WORK TASK: Pull out from the material below all lines with "white".

SUPPLIED MATERIAL:
+ + + +
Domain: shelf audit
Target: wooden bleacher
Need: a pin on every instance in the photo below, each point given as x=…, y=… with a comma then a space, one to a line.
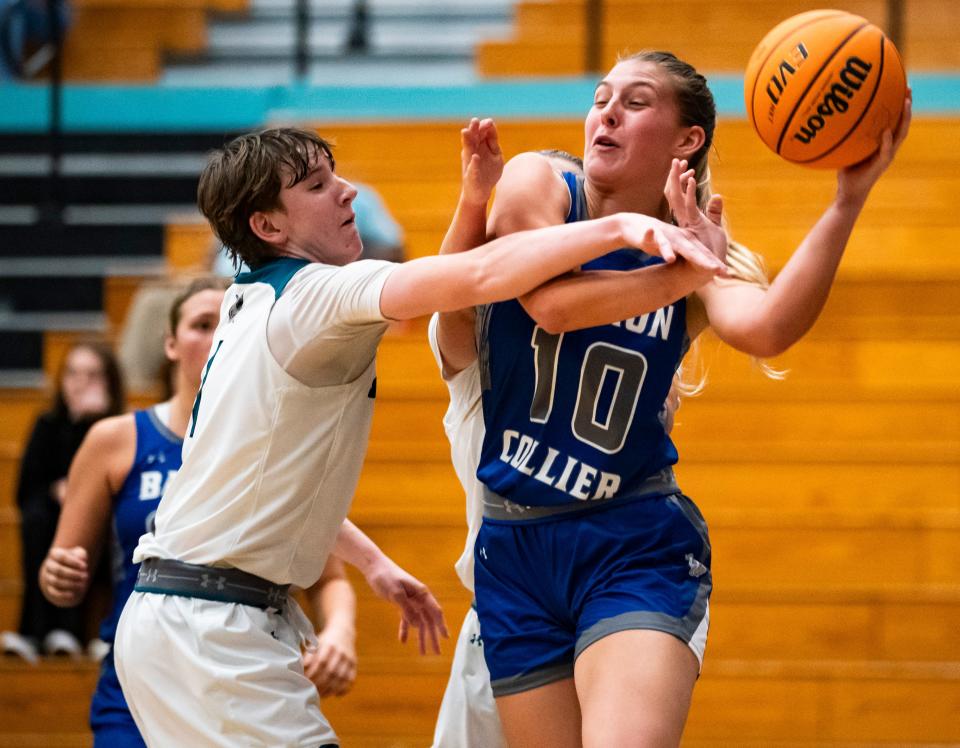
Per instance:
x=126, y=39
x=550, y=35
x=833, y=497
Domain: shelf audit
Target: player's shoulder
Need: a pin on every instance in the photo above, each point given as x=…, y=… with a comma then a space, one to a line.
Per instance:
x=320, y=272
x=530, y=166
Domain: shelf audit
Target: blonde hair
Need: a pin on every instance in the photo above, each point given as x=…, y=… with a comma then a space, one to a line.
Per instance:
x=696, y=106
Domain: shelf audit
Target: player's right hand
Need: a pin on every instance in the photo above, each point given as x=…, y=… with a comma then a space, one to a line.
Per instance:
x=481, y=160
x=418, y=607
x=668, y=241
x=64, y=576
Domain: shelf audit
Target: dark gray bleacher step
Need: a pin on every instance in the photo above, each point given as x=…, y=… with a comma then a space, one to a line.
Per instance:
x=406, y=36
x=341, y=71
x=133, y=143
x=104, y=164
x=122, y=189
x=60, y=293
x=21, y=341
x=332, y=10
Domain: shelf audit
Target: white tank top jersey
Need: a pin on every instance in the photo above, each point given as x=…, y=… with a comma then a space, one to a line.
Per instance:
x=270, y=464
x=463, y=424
+ + + +
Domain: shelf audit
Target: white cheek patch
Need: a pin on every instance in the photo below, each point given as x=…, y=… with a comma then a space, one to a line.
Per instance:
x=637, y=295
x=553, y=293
+ + + +
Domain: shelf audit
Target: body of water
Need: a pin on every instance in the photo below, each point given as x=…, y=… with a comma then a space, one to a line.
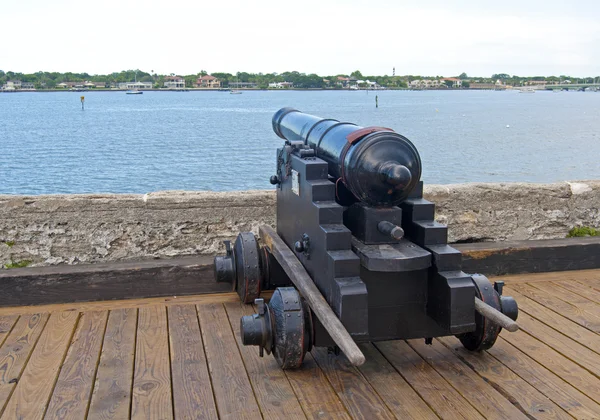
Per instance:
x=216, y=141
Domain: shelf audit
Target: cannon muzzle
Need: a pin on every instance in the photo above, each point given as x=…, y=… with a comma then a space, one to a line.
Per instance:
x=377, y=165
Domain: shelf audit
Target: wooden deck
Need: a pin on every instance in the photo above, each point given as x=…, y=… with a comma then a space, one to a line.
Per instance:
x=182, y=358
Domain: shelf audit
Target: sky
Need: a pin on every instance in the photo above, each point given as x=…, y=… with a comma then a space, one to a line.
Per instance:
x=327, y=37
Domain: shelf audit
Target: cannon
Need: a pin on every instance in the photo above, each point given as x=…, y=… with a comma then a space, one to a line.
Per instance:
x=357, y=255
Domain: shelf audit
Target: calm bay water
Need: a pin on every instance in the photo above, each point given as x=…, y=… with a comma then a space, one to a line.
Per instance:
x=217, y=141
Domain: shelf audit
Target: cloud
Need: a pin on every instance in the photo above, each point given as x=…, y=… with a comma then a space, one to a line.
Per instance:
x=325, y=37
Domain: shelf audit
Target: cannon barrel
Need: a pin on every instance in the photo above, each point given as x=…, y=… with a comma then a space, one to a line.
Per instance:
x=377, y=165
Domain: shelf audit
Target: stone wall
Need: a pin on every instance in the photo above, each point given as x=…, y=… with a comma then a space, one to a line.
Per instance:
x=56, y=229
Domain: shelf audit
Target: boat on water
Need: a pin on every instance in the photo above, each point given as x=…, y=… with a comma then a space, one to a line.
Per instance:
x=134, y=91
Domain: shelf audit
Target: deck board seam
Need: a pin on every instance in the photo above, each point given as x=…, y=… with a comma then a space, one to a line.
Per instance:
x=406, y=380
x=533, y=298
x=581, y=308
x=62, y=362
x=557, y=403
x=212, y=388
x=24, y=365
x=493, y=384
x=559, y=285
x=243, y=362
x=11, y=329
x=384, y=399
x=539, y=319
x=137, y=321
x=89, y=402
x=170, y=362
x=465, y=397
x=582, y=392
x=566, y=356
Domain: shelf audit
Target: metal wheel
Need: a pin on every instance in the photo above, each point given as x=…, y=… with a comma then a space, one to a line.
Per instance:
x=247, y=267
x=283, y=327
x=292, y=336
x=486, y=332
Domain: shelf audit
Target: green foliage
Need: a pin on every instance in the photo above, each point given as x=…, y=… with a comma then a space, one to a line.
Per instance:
+ + + +
SOLUTION TO THIS TASK:
Target: white tank top jersey
Target: white cheek patch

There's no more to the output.